## JOB
Convert the lines below into a numbered list, covering the stretch from the line that contains "Could you point out the road" through the last line, both included. Leave out any blank lines.

[Items for identifying locations]
═══

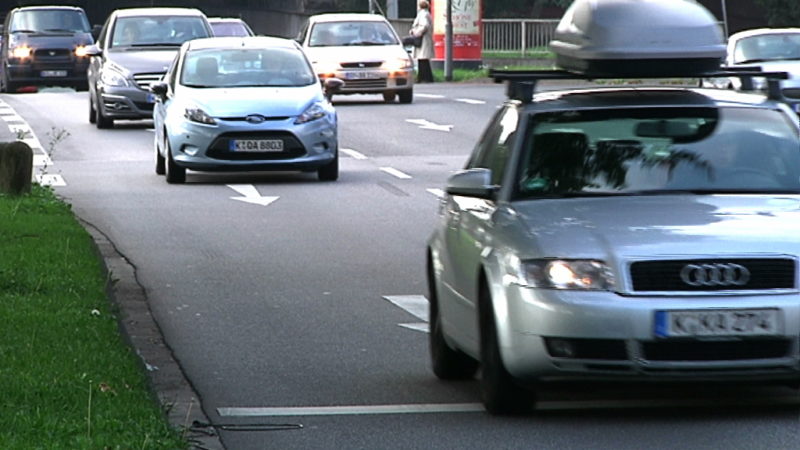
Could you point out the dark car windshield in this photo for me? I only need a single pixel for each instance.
(148, 31)
(767, 47)
(49, 21)
(326, 34)
(659, 150)
(210, 68)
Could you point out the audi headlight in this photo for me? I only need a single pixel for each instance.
(395, 65)
(21, 52)
(112, 77)
(196, 114)
(312, 113)
(578, 274)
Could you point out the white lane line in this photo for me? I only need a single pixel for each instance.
(352, 153)
(50, 180)
(396, 173)
(421, 408)
(471, 101)
(437, 192)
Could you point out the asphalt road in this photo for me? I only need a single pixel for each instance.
(295, 307)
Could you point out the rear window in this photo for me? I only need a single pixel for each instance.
(49, 21)
(327, 34)
(157, 30)
(655, 149)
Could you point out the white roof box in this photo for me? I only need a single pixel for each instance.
(630, 38)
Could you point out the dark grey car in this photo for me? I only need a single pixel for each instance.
(133, 51)
(44, 45)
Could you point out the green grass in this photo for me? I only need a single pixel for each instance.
(67, 378)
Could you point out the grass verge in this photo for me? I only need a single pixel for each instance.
(67, 378)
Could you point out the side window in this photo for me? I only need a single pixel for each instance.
(495, 146)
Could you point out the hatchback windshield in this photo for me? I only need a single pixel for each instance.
(766, 47)
(157, 30)
(351, 33)
(48, 21)
(650, 150)
(246, 67)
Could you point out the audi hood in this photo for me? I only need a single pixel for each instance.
(622, 228)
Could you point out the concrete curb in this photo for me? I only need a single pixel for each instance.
(167, 381)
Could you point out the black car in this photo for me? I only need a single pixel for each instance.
(44, 45)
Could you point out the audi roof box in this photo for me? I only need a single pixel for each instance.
(630, 38)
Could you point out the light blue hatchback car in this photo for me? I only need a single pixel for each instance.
(244, 104)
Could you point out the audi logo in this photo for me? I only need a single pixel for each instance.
(716, 274)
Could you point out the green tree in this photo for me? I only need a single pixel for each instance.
(781, 13)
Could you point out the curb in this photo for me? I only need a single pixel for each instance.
(172, 389)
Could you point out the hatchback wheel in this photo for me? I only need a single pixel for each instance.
(448, 364)
(175, 173)
(500, 392)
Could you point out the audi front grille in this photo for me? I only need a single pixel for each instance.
(701, 275)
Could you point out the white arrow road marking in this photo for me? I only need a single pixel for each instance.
(251, 195)
(352, 153)
(351, 410)
(427, 125)
(396, 173)
(471, 101)
(437, 192)
(416, 305)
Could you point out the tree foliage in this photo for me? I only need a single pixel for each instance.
(781, 13)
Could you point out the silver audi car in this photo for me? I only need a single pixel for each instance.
(620, 233)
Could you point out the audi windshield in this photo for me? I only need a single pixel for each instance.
(647, 151)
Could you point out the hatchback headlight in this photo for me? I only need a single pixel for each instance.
(312, 113)
(578, 274)
(196, 114)
(21, 52)
(114, 78)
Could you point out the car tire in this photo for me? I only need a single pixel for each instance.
(161, 164)
(92, 112)
(175, 173)
(406, 96)
(330, 171)
(101, 120)
(447, 363)
(500, 392)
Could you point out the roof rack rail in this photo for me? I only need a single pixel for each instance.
(522, 83)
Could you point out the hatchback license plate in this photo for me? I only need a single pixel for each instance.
(717, 322)
(256, 145)
(53, 73)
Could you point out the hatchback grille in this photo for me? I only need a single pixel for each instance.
(292, 147)
(144, 80)
(715, 351)
(361, 65)
(761, 274)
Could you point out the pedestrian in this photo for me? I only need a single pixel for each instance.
(423, 27)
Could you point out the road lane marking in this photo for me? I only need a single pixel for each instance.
(428, 125)
(250, 195)
(396, 173)
(471, 101)
(421, 408)
(352, 153)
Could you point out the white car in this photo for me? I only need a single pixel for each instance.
(363, 50)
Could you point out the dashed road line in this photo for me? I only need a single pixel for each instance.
(396, 173)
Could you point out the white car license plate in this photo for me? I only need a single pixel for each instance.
(717, 322)
(360, 75)
(256, 145)
(53, 73)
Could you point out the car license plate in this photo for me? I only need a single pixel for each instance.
(53, 73)
(256, 145)
(717, 322)
(360, 75)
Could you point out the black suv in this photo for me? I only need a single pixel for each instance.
(44, 45)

═══

## SOLUTION FOR THIS PROBLEM
1. Could you point out the road lane marking in this photo for me? I only need a single pixel for each instance.
2. (428, 125)
3. (250, 195)
4. (396, 173)
5. (471, 101)
6. (421, 408)
7. (352, 153)
8. Could you point out the white car in this photo for me? I only need a single pixel for each instance.
9. (363, 50)
10. Could you point out the dashed road line in this photo for me? I only need a single pixel for each instance.
11. (396, 173)
12. Could you point out the white car license plate in this photo for me? I only need a single pixel for each instance.
13. (717, 322)
14. (360, 75)
15. (256, 145)
16. (53, 73)
17. Could you point out the car license plate in this photo for me? I only need a single pixel for each instance.
18. (53, 73)
19. (256, 145)
20. (717, 322)
21. (360, 75)
22. Could you point out the black suv in this photo for me? I only need a single pixel for each instance.
23. (44, 45)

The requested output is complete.